- **Text extract**
===
GitLab Runner generated scripts

Generated scripts are another key concept of GitLab Runner and hence Custom Executor drivers. Users describe their CI jobs as lists of commands, and GitLab Runner adds some others when executing the Run stage. The get_sources, restore_cache, and download_artifacts are good examples of sub stages that are managed by GitLab Runner: if you’re used to GitLab CI/CD, you may have noticed there’s no need to provide commands to make such things happen, although we can fine-tune them through configurations.

Commands are encapsulated in scripts at runtime and the Custom Executor provides them to the driver. Let me use the Run/prepare_script sub stage, which uses a simple GitLab Runner generated script, to illustrate them:

Sample output for the `Run/prepare_script sub stage using` the **std err-out driver**

According to the official docs, the prepare_script consists of simple debug information regarding the machine a given CI job is running on. Let’s take a look at specific lines in the above screenshot:

20: presents the path to the generated script;
22–26: shows its commands;
28: shows the script execution output (this was the only script actually executed in the scope of this demo).

In the complete job execution log, you can see that other scripts are generated to fully process the Run stage. They were not printed because sensitive information might be exposed — more on this in the next paragraph. They weren’t executed either, to make the demonstration as clean and simple as possible. Instead of executing the actual commands, I created a function to simulate long-running processes, which is responsible for generating output similar to:

Simulating command 1 of 8
Simulating command 2 of 8
Simulating command 3 of 8
Simulating command 4 of 8
...
===
- **Tasks to complete**
**1.** Answer these questions from the text on GitLab Runner generated scripts:
(a) Which three sub stages are named as examples that GitLab Runner manages?
(b) Which lines of the sample output show the commands of the generated script?
(c) Why were the other generated scripts not printed?
**2.** From the text on GitLab Runner generated scripts, copy the stretch from "Generated scripts are" through "them through configurations." word for word.
===
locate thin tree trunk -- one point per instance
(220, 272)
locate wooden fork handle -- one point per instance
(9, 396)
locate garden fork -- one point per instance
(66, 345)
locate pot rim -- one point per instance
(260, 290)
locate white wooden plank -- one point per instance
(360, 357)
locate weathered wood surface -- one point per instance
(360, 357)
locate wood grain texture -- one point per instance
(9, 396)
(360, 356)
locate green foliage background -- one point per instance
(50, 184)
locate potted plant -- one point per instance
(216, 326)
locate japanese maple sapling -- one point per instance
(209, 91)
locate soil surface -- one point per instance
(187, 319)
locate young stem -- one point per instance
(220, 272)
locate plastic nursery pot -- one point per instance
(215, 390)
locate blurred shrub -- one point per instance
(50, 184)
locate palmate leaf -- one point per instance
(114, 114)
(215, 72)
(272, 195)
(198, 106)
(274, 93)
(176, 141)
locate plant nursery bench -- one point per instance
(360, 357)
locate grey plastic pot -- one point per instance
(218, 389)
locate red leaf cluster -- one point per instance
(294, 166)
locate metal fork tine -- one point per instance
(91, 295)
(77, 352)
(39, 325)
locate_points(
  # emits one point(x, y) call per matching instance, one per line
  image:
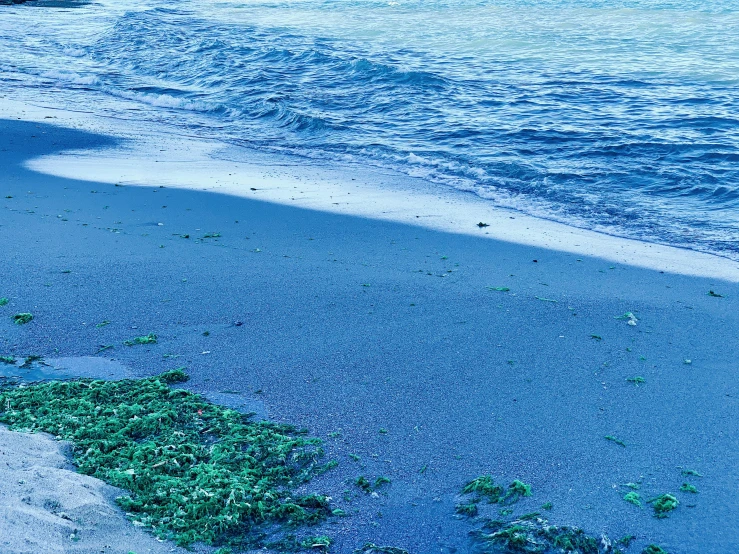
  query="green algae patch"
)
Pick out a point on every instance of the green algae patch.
point(151, 338)
point(192, 471)
point(633, 498)
point(535, 535)
point(654, 549)
point(663, 505)
point(22, 319)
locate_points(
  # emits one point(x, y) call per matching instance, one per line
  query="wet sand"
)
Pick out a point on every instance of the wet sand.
point(391, 342)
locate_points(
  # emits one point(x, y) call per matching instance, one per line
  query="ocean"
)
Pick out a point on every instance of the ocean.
point(619, 116)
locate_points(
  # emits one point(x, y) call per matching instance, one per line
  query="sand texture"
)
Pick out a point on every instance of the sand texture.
point(424, 356)
point(48, 508)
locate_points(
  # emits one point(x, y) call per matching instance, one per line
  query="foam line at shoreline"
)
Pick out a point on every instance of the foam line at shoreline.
point(155, 158)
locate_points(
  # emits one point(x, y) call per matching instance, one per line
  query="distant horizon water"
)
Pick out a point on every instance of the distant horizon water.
point(622, 117)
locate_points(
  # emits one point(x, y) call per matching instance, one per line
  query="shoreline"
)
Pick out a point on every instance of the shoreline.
point(475, 355)
point(155, 158)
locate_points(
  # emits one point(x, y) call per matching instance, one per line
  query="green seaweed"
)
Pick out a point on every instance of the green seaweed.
point(371, 548)
point(22, 318)
point(151, 338)
point(363, 484)
point(193, 471)
point(533, 536)
point(615, 440)
point(663, 505)
point(654, 549)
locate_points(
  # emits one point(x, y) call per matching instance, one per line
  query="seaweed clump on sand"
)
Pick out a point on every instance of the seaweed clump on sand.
point(535, 536)
point(193, 471)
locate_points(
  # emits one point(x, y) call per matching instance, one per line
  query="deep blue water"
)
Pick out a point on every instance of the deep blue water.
point(618, 116)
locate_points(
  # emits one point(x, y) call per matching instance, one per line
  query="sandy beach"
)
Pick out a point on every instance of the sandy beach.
point(429, 351)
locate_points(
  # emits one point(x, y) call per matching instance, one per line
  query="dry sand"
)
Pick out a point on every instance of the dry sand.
point(348, 325)
point(48, 508)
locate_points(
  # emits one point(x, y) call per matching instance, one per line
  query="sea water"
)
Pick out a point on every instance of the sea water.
point(619, 116)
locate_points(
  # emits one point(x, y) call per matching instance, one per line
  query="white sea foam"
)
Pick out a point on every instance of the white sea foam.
point(70, 77)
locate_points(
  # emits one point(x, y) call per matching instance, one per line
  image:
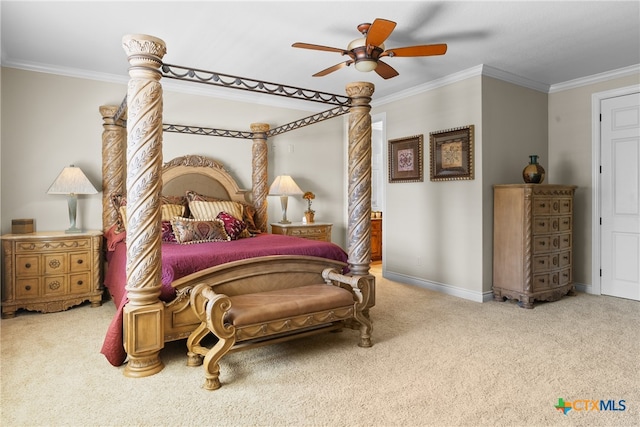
===
- **Expected outputs**
**1.**
(a) get_sources, restore_cache, and download_artifacts.
(b) Lines 22–26.
(c) Because sensitive information might be exposed.

**2.**
Generated scripts are another key concept of GitLab Runner and hence Custom Executor drivers. Users describe their CI jobs as lists of commands, and GitLab Runner adds some others when executing the Run stage. The get_sources, restore_cache, and download_artifacts are good examples of sub stages that are managed by GitLab Runner: if you’re used to GitLab CI/CD, you may have noticed there’s no need to provide commands to make such things happen, although we can fine-tune them through configurations.